___ DATASET CONTENT ___
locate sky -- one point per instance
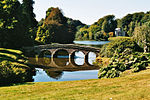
(89, 11)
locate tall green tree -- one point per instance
(29, 20)
(142, 36)
(55, 28)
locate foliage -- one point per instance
(97, 31)
(142, 37)
(55, 28)
(13, 68)
(117, 46)
(124, 61)
(14, 73)
(13, 27)
(130, 21)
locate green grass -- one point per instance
(131, 87)
(117, 38)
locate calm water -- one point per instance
(65, 72)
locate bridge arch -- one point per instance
(60, 51)
(44, 57)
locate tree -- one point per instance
(11, 27)
(55, 28)
(142, 36)
(30, 20)
(109, 24)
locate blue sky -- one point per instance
(89, 11)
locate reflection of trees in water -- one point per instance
(44, 61)
(54, 74)
(61, 61)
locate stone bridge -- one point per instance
(54, 49)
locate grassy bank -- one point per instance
(14, 68)
(132, 87)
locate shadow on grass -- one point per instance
(16, 84)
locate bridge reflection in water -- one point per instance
(54, 64)
(62, 61)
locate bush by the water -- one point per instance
(14, 73)
(119, 44)
(126, 60)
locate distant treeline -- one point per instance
(105, 27)
(18, 26)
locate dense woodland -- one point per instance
(18, 26)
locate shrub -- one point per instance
(118, 46)
(126, 60)
(14, 73)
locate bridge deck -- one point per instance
(70, 46)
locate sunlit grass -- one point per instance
(118, 38)
(131, 87)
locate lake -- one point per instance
(80, 71)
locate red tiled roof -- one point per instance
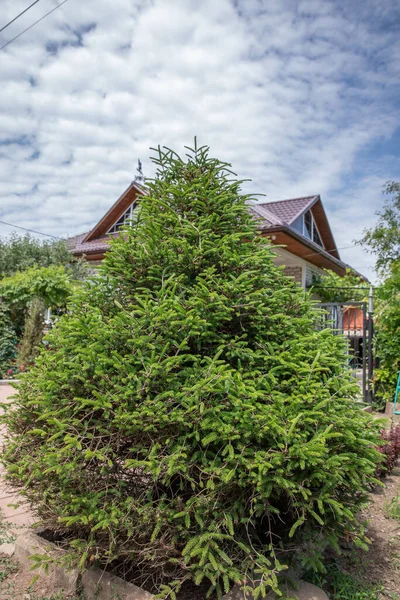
(287, 211)
(268, 214)
(78, 246)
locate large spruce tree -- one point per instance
(187, 418)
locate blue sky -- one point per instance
(300, 96)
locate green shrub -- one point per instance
(53, 285)
(29, 346)
(8, 341)
(188, 418)
(388, 335)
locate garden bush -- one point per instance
(187, 421)
(32, 336)
(8, 341)
(389, 447)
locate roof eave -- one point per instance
(310, 244)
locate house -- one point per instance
(299, 226)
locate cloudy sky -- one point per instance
(300, 96)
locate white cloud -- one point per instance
(295, 94)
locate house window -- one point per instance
(310, 229)
(123, 220)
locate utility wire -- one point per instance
(33, 24)
(31, 230)
(332, 249)
(17, 17)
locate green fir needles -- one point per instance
(187, 421)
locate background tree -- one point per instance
(33, 333)
(388, 335)
(52, 285)
(190, 423)
(383, 240)
(19, 253)
(8, 340)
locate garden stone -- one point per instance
(7, 549)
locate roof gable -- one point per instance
(115, 212)
(286, 212)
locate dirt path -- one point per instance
(380, 566)
(11, 508)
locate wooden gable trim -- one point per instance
(308, 251)
(324, 228)
(117, 209)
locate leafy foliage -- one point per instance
(188, 418)
(387, 338)
(33, 333)
(8, 340)
(390, 449)
(384, 239)
(19, 253)
(53, 285)
(334, 288)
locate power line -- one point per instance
(31, 230)
(17, 17)
(331, 250)
(33, 24)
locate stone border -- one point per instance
(95, 584)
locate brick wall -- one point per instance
(295, 272)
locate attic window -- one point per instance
(310, 229)
(123, 220)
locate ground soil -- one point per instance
(379, 566)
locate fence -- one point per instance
(352, 320)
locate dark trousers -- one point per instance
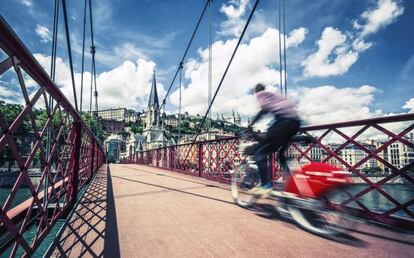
(277, 138)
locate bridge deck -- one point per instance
(140, 211)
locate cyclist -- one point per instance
(285, 126)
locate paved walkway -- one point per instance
(140, 211)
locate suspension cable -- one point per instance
(83, 55)
(93, 50)
(210, 61)
(280, 50)
(180, 64)
(50, 104)
(179, 100)
(185, 53)
(284, 45)
(224, 75)
(65, 16)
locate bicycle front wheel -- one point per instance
(244, 179)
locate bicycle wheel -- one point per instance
(244, 179)
(323, 220)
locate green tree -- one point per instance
(93, 122)
(10, 112)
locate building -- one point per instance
(112, 126)
(115, 147)
(154, 134)
(170, 120)
(117, 114)
(399, 154)
(233, 119)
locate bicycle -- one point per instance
(304, 196)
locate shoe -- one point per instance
(262, 191)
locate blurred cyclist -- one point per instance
(279, 134)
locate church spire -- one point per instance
(153, 100)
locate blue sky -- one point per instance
(134, 37)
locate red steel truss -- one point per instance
(74, 152)
(214, 159)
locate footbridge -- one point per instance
(64, 200)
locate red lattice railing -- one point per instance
(378, 152)
(30, 163)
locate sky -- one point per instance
(346, 60)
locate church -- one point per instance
(154, 134)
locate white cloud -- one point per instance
(335, 55)
(385, 13)
(234, 12)
(254, 62)
(338, 51)
(328, 104)
(27, 3)
(44, 33)
(409, 104)
(127, 85)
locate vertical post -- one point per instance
(200, 159)
(272, 166)
(92, 162)
(157, 157)
(171, 158)
(76, 156)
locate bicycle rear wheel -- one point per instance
(244, 179)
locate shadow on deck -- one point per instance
(92, 230)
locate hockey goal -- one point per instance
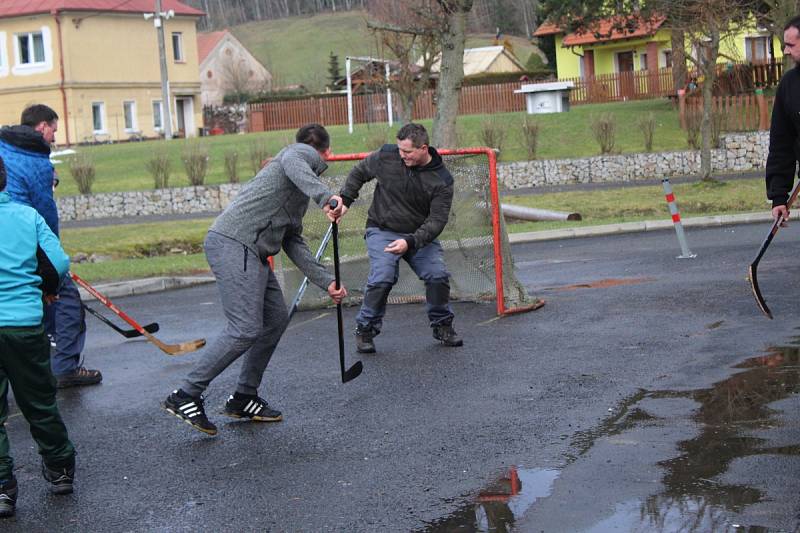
___
▶ _SHORT TASK_: Find each line in the listing above that contains the word "water", and copy those lines.

▶ _PROBLEM SOLUTION_:
locate calm water -- one point per instance
locate reflection of trees in water -- one point per instance
locate bridge reflection in water -- one point per instance
locate bush by the water -- one point per instance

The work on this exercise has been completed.